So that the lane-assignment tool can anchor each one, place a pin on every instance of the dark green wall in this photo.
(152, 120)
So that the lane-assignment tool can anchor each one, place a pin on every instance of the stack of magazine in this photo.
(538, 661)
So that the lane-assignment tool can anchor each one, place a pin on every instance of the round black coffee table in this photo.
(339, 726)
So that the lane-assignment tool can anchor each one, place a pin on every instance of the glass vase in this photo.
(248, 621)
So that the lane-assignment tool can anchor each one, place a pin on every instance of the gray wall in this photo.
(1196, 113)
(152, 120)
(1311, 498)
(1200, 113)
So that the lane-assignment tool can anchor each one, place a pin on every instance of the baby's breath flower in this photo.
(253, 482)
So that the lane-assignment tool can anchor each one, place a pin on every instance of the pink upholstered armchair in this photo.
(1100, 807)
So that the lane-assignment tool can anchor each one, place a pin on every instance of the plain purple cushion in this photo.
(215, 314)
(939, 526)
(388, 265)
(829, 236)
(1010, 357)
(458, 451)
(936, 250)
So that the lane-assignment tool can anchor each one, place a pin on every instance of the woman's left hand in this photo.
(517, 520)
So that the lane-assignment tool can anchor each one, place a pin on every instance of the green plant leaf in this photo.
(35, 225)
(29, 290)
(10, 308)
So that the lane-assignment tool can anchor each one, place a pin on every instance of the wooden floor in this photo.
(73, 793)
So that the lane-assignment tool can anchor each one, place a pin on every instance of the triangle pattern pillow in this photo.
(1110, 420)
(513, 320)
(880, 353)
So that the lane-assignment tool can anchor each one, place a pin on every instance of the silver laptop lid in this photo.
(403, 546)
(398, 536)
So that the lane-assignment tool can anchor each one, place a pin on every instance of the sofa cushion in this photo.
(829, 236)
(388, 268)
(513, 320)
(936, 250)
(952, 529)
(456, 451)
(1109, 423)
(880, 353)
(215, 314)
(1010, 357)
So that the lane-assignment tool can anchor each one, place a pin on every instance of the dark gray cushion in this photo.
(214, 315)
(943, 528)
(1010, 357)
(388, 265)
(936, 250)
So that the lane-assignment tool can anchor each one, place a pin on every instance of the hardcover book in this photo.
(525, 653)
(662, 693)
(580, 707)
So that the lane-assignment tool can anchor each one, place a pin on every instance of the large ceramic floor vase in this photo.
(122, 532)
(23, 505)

════════

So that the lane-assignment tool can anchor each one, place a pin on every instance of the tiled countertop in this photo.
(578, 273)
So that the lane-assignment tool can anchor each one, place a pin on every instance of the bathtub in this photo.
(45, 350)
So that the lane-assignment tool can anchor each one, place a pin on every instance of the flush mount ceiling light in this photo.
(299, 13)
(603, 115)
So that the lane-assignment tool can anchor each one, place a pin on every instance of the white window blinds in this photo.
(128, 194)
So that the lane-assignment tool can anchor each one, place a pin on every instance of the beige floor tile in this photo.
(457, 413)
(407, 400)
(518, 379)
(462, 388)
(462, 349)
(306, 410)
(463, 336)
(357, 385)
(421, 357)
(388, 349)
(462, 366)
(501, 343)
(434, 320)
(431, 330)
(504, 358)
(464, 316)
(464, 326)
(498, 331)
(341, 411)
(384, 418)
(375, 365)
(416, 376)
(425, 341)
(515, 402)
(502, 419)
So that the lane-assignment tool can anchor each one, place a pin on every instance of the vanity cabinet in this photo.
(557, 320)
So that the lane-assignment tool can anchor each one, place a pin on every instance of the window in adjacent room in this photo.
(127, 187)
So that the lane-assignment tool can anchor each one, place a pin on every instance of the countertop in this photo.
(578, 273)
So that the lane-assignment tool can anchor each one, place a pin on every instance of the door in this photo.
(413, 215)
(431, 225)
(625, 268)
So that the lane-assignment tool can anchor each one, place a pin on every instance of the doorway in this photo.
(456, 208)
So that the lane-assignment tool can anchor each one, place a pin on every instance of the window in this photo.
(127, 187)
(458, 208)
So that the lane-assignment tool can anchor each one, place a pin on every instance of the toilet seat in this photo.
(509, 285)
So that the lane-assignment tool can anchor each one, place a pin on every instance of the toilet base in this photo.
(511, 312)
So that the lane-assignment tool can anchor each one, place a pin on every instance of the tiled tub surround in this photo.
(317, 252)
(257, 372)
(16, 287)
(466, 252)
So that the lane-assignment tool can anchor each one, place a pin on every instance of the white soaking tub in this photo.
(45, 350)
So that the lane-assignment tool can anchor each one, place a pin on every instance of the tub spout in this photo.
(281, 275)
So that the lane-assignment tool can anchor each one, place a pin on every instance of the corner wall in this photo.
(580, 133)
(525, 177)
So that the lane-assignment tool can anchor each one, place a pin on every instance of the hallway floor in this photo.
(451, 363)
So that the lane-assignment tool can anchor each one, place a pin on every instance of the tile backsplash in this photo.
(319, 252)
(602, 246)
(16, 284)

════════

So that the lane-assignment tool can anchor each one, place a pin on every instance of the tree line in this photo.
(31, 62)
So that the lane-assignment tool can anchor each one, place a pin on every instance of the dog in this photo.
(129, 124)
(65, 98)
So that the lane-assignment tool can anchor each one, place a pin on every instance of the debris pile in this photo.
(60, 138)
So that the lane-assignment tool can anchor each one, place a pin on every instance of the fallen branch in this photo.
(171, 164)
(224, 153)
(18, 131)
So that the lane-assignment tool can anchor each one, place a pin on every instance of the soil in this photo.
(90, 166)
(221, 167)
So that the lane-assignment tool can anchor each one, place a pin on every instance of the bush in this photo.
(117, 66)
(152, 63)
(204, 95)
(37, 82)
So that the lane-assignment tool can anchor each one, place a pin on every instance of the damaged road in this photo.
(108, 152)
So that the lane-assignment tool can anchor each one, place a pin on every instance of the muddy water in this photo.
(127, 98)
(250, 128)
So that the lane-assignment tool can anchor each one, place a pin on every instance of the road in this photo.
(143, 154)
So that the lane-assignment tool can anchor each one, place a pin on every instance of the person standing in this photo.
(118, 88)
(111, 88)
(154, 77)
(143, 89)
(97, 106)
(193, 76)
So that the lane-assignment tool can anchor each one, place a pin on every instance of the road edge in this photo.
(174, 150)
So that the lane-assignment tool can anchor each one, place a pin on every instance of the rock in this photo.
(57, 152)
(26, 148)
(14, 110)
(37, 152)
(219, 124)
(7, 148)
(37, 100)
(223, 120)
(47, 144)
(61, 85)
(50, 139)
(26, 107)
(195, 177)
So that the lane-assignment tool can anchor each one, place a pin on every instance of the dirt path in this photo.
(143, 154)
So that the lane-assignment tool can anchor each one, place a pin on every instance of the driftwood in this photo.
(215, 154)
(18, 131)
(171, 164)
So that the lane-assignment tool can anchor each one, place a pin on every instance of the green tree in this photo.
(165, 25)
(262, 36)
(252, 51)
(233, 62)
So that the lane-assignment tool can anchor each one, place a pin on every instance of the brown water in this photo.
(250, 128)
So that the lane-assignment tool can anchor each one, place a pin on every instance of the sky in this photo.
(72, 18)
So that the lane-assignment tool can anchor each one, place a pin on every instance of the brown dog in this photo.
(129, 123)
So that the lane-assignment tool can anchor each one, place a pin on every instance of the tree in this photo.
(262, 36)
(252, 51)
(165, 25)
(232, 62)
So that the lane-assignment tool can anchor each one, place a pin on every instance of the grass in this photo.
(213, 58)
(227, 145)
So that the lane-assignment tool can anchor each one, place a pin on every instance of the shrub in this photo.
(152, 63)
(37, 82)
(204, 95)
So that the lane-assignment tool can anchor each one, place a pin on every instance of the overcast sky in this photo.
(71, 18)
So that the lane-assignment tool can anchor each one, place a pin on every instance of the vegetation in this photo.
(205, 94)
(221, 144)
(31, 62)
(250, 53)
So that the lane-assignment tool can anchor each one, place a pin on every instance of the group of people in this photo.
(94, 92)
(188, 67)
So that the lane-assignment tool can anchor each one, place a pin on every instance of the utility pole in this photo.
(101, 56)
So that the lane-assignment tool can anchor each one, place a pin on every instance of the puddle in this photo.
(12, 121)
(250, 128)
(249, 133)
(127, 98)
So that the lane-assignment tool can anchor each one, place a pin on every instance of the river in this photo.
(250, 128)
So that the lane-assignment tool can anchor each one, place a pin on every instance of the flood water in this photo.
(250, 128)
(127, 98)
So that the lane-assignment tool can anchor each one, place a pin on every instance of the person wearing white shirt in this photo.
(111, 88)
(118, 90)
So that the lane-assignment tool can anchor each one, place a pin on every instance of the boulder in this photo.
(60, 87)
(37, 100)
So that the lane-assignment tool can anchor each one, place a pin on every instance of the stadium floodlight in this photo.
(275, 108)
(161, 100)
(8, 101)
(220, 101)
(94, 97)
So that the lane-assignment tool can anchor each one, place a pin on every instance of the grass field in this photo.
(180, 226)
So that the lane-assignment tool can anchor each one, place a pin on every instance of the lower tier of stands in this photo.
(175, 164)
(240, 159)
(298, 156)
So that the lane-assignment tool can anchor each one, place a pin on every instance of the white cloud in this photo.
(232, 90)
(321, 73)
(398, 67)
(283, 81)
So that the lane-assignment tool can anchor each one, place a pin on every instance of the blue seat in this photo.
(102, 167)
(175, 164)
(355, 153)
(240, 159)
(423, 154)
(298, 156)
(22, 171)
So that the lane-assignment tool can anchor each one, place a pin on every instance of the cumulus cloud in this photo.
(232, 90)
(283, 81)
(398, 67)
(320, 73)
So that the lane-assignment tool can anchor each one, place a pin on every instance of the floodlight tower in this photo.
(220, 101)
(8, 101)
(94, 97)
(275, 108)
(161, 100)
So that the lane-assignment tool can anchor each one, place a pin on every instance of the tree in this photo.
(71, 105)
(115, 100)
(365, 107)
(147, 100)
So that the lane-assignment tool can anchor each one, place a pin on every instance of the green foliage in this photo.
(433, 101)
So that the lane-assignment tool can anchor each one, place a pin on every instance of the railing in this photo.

════════

> WHAT IS EXPECTED
Set down the lines again word for word, starting at the line that contains "white cloud in this photo." and ending at the line that contains "railing in this photo.", both included.

> ANSWER
So that the lane-assignment tool can anchor each one, place a pin on every instance of the white cloud in this photo.
(232, 90)
(321, 73)
(398, 67)
(283, 81)
So that the lane-assignment tool can anchor each one, place a pin on every instance of the blue seat in this photo.
(102, 167)
(175, 164)
(355, 153)
(240, 159)
(423, 154)
(298, 156)
(22, 171)
So that the lane-assignment tool can anchor each one, place a pin on every instance of the cumulus cloud in this photo.
(232, 90)
(283, 81)
(398, 67)
(320, 73)
So that the lane-assignment tool can anchor each one, place a pin on every instance of the floodlight tower in this photo.
(220, 101)
(8, 101)
(94, 97)
(275, 108)
(161, 100)
So that the lane-assignment tool can anchor each one, place a pin on every instance of the tree in this photo.
(71, 105)
(115, 100)
(365, 107)
(147, 100)
So that the lane-assignment tool can anchor each one, place a pin on every instance of the green foliage in this photo.
(433, 101)
So that the lane-assignment tool can anchor each one, place a pin on every instance of the railing in this photo.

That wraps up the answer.